(The problem): In the records below, the lines from the one containing "the patterned cushion." through the last are to be reproduced exactly and alone.

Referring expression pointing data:
== == ==

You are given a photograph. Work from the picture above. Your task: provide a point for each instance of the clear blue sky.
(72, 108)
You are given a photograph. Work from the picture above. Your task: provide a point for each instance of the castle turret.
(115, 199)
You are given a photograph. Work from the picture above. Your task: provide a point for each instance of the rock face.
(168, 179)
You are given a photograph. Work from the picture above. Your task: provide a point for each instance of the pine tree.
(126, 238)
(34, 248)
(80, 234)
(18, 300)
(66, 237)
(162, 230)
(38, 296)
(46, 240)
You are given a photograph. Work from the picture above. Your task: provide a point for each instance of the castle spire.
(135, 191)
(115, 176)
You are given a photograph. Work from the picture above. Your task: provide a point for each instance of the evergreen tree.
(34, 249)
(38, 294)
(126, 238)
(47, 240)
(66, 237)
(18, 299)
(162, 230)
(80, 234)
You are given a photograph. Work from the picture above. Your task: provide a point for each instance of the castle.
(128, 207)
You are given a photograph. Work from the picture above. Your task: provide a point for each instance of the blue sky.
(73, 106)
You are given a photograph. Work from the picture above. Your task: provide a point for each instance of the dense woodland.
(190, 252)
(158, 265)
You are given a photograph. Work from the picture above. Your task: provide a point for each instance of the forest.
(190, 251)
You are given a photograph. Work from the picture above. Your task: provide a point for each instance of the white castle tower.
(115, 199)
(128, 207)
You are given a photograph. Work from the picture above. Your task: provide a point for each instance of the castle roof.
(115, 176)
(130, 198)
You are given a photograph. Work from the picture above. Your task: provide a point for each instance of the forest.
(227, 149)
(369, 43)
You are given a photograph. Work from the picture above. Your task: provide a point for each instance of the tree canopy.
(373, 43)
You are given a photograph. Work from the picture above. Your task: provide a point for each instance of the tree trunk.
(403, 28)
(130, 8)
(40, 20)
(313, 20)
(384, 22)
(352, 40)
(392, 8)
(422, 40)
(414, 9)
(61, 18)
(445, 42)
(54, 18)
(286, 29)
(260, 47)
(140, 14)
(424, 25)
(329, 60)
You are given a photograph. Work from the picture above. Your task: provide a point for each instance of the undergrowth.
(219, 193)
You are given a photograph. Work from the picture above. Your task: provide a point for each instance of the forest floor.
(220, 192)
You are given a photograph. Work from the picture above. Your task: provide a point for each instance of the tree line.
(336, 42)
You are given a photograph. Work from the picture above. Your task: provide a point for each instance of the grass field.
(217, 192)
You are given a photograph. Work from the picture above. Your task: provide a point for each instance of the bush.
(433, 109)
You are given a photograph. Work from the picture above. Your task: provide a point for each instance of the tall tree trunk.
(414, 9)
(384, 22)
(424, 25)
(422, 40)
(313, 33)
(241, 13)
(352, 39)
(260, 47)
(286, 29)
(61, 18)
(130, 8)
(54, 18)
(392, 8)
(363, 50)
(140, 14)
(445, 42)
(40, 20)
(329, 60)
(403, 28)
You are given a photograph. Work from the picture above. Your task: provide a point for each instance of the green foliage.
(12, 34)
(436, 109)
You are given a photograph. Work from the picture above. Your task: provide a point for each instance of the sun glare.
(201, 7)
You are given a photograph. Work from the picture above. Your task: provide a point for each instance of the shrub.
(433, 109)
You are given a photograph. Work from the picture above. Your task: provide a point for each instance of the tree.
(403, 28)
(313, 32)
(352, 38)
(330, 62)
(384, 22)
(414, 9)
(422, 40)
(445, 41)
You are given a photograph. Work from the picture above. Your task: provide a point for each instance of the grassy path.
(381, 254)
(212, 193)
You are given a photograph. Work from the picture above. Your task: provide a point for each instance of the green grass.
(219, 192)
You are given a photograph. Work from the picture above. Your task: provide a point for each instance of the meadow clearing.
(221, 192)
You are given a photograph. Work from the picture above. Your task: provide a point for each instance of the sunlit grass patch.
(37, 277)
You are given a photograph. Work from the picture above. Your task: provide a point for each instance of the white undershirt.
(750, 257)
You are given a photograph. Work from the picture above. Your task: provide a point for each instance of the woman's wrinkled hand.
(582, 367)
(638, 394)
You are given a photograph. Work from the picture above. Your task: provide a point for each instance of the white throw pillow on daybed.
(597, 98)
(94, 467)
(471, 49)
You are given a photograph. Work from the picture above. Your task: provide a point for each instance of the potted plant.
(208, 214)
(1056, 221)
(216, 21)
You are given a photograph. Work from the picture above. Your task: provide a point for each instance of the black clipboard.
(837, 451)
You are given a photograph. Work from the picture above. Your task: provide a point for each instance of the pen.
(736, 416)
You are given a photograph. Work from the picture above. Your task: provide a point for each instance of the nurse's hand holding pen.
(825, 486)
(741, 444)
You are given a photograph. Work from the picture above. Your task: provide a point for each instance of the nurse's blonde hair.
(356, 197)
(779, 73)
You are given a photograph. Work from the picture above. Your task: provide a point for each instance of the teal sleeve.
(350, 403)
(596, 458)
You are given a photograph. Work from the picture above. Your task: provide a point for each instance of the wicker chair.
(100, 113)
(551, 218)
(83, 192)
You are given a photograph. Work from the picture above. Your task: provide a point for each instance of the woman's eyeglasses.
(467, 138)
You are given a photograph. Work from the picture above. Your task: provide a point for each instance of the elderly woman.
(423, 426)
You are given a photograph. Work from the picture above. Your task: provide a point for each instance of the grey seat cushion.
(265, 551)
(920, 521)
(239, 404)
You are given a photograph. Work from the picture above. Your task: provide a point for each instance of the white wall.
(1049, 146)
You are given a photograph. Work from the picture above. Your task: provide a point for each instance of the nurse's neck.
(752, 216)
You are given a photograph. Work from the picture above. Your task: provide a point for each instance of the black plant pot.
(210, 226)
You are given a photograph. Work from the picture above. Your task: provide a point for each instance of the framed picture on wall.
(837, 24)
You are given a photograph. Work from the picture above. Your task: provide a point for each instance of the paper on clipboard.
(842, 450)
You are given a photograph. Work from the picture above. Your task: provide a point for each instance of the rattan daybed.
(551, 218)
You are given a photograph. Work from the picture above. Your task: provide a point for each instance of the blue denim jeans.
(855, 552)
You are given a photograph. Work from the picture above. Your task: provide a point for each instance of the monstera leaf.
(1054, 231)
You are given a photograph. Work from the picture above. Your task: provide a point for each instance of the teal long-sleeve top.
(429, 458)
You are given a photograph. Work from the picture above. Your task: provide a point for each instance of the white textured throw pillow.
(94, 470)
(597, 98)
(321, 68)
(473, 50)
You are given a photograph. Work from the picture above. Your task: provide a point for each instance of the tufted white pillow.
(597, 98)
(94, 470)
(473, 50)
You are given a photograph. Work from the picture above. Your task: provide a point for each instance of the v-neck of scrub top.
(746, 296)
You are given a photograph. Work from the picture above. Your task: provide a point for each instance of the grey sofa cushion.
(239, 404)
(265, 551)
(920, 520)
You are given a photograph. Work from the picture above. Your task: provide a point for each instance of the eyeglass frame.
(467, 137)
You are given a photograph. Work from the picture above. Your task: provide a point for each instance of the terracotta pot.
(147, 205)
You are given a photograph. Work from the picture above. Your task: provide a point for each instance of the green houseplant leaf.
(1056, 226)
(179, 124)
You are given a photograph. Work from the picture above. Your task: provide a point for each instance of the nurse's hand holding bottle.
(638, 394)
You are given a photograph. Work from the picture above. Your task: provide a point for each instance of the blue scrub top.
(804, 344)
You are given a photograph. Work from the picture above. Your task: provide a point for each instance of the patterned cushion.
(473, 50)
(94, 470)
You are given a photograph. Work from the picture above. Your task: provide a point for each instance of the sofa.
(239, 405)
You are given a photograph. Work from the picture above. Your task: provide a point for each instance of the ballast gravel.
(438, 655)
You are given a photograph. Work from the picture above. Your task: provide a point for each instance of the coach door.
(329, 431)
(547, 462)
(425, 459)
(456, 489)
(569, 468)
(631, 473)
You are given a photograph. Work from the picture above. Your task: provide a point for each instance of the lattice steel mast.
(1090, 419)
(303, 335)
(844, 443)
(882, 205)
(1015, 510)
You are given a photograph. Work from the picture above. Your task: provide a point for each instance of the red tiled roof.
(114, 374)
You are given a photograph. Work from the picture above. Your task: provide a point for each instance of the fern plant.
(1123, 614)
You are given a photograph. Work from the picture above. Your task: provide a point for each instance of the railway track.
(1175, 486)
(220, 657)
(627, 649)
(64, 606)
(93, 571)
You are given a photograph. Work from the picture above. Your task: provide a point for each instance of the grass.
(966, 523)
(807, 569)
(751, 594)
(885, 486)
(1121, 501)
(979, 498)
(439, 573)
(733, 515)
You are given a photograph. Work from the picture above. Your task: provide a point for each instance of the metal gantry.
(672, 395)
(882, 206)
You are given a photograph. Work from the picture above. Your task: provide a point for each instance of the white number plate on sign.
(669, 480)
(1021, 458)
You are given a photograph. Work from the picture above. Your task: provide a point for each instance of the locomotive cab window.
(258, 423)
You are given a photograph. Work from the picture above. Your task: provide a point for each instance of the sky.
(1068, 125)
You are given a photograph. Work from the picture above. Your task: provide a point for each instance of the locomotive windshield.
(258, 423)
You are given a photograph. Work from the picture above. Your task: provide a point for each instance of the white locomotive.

== == ==

(Solution to the exercise):
You are given a photograph. Work from the picture above. Your task: provide a point for each instance of the patterned cushion.
(473, 50)
(94, 470)
You are given a photograph. Work from the picture above. Your task: provide a point for each instance of the sofa.
(239, 405)
You are given a photograph. Work from the picture above. Your task: provide a point for each instance of the ballast gravel.
(438, 655)
You are given a photograph. Work from the picture above. Your task: provide a point for each instance of the coach door.
(329, 431)
(547, 462)
(425, 459)
(456, 489)
(569, 468)
(631, 473)
You are given a photograph. Work from the picture above. Your task: provide a point for each instance of the lattice steel mast.
(1090, 419)
(303, 335)
(844, 443)
(882, 205)
(1015, 510)
You are given a photograph. Work from the picture above. Your task: provide a point for each instance of the red tiled roof.
(114, 374)
You are given a photograph. Work from the picture above. Your task: provide a point for each instance of the fern plant.
(1123, 614)
You are given a photograph. Work from the picture above. Your task: provide a point for each instance of the railway track.
(1175, 486)
(220, 657)
(627, 649)
(64, 606)
(93, 571)
You are given a photograph. Work from the picture above. Your task: provide a point for each instance of the grass.
(966, 523)
(807, 569)
(751, 594)
(885, 486)
(1121, 501)
(979, 498)
(439, 573)
(733, 515)
You are given a photograph. Work from the picture above. Your task: provide a point for each instance of the metal gantry.
(672, 395)
(882, 206)
You are given a photograph. Work from the picture above. Your task: provide a point for each instance of the white number plate on sign.
(669, 480)
(1021, 458)
You are given a photograph. Work from the picture above. Your task: provide a point for each instance of the locomotive cab window.
(258, 423)
You are given a photograph. Work from the picture above. Your task: provide a point for each instance of the sky.
(1068, 125)
You are given a photograph. Work from the picture above. Your task: provide a point for each instance of the locomotive windshield.
(258, 423)
You are given a photograph. Work from the picture above. Your task: provide a point for each instance of the white locomotive.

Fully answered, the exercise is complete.